→ WORK REQUIRED:
Can you output, word for word and in order, the lines of the data below from the line containing "Annotate the falling" through the last line of the data, with both of those lines included?

====

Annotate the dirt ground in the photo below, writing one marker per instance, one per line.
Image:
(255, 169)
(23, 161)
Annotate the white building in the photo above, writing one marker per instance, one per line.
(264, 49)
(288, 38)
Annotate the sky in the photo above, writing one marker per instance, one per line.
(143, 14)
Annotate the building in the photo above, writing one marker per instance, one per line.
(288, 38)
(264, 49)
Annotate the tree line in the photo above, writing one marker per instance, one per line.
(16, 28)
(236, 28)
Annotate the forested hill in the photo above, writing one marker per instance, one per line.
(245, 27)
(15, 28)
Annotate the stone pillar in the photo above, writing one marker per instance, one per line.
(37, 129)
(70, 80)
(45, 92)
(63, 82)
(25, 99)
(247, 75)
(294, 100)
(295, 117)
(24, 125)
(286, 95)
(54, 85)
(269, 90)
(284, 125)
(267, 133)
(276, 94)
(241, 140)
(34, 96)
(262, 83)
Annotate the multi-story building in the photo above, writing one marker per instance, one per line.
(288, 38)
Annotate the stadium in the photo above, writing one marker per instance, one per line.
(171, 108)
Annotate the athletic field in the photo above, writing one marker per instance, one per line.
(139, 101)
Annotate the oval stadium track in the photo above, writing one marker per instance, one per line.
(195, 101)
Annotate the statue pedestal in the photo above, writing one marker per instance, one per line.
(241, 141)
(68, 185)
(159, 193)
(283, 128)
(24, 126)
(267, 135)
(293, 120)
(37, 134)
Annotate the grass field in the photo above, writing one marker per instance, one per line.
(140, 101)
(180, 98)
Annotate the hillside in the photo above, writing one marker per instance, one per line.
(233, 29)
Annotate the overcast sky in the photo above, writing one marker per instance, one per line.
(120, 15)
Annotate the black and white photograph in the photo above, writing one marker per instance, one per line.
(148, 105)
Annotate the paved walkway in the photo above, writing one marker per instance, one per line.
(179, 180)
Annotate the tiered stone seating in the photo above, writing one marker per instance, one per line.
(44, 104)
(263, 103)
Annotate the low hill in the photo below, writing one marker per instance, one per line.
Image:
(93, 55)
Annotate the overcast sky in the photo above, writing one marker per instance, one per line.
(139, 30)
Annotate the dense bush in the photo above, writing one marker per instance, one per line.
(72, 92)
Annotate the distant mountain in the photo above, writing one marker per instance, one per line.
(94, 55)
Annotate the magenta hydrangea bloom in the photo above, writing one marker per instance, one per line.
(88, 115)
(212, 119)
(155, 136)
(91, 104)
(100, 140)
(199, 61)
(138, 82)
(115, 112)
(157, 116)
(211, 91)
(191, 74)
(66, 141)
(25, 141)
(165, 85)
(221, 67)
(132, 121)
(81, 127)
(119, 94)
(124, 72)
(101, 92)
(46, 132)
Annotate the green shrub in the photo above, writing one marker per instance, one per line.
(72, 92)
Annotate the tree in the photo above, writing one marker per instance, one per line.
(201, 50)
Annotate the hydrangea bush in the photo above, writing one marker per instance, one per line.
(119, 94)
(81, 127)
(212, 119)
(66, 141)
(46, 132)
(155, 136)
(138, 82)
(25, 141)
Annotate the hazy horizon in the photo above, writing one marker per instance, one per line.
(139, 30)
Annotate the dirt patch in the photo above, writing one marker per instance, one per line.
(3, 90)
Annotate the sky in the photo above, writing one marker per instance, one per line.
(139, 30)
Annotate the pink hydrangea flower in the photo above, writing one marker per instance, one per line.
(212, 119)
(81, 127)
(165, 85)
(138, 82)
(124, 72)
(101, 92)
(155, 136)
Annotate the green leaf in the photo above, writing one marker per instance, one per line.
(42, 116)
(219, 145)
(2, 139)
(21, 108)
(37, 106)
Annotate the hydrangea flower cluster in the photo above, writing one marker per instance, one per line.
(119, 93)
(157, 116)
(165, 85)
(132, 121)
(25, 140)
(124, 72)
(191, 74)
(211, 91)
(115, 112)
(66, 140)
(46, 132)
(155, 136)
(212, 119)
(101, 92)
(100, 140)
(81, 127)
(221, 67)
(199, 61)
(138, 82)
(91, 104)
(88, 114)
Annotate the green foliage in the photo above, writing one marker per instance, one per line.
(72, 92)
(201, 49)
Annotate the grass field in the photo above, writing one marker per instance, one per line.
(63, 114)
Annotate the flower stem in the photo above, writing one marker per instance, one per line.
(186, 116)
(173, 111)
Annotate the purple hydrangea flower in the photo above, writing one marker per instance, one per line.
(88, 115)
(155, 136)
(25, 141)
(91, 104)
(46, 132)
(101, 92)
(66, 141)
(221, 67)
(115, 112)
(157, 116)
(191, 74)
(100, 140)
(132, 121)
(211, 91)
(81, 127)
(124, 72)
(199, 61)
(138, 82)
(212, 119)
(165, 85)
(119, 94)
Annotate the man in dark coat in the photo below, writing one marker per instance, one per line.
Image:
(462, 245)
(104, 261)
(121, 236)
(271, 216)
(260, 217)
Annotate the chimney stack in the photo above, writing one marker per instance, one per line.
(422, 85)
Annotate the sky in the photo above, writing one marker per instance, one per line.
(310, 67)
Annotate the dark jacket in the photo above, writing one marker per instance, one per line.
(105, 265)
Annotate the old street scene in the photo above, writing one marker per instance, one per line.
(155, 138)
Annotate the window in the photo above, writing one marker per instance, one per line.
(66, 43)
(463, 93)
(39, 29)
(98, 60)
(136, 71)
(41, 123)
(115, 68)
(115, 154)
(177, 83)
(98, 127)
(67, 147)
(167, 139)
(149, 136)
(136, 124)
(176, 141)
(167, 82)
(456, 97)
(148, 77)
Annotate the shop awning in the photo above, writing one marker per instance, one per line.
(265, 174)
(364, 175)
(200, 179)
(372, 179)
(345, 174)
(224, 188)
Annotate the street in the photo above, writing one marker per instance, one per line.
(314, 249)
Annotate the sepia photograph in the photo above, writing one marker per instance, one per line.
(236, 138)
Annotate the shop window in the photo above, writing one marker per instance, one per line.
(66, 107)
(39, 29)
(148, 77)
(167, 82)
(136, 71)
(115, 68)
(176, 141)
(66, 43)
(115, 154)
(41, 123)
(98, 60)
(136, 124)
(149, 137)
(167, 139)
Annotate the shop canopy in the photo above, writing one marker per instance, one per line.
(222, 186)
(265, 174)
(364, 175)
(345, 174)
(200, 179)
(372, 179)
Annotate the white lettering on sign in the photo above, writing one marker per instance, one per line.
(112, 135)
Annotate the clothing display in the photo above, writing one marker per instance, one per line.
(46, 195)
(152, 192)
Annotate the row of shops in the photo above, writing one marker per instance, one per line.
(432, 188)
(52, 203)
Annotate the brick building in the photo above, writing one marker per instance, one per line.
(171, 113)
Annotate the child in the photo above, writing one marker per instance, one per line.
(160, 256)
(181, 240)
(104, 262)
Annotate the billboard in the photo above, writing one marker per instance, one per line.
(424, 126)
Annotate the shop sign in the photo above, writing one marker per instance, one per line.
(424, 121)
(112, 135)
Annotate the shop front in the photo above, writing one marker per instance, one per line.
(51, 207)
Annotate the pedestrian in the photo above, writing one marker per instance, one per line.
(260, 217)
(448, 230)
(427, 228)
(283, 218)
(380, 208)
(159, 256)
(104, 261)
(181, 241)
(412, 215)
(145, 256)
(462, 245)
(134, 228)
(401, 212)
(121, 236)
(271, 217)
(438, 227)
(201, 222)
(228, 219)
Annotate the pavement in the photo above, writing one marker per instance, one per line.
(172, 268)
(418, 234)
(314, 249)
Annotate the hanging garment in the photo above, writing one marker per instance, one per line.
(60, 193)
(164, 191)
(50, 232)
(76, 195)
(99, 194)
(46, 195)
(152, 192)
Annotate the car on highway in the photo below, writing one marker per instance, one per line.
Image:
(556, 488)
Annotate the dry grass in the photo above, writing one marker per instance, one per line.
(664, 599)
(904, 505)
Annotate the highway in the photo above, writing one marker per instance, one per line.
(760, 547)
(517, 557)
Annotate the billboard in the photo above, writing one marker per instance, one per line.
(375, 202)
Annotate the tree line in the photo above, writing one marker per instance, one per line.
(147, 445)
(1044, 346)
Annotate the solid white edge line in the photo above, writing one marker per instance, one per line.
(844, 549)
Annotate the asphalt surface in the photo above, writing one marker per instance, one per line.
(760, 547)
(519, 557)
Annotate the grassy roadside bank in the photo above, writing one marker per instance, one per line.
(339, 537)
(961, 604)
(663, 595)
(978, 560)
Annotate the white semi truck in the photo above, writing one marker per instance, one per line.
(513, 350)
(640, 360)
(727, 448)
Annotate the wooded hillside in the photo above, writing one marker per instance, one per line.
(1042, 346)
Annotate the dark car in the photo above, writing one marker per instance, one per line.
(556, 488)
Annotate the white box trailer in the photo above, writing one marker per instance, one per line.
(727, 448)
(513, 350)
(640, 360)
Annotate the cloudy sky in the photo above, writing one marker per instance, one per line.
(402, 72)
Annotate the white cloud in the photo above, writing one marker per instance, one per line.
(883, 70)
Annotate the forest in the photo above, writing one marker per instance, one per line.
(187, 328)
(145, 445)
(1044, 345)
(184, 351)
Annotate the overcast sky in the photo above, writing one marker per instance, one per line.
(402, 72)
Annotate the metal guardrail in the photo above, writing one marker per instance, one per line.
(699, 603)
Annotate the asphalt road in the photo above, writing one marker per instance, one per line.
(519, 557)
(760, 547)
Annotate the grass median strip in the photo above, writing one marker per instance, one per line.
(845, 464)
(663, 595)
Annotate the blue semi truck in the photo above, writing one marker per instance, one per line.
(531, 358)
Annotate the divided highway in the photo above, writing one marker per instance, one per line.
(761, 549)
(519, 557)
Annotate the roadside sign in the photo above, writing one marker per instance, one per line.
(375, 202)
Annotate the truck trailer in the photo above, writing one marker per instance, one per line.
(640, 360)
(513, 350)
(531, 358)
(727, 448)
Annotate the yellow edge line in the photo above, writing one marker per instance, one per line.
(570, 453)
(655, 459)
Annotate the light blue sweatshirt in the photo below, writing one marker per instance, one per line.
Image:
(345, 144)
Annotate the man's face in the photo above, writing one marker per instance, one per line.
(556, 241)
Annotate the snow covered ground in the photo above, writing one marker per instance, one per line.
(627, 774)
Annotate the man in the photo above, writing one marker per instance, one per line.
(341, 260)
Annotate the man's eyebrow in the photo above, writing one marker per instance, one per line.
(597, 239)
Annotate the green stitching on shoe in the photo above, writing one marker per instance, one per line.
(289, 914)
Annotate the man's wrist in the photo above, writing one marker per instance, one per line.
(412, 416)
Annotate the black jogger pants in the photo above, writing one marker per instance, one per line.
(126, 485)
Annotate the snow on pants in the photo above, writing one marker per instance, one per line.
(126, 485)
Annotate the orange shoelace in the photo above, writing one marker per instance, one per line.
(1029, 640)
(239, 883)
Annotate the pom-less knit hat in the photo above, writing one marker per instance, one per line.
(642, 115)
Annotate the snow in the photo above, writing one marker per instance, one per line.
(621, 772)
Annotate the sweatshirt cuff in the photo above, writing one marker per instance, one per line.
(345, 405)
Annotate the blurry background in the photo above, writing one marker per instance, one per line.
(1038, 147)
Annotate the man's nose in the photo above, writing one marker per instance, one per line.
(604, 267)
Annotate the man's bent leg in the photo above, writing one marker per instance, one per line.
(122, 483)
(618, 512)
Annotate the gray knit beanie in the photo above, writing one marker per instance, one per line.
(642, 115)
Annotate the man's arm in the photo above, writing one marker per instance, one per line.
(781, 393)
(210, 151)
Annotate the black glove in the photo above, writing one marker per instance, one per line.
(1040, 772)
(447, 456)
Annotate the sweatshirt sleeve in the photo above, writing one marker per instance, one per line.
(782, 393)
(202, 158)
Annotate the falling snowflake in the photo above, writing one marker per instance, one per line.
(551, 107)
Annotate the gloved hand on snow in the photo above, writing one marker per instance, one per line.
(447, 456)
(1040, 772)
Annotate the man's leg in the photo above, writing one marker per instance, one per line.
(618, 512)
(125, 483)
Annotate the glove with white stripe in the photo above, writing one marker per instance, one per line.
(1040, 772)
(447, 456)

====

→ THE COMPLETED TASK:
Annotate the falling snowflake in the photo above, writing one marker per instance, one per line.
(551, 107)
Annotate the gloved hand on snow in the photo above, writing one marker per instance, one per line.
(447, 456)
(1040, 772)
Annotate the man's leg in the photo above, writing one marker per instance, one per line.
(618, 512)
(125, 483)
Annotate the glove with white stripe in the photo above, writing one marker per instance, one per line.
(1040, 772)
(447, 456)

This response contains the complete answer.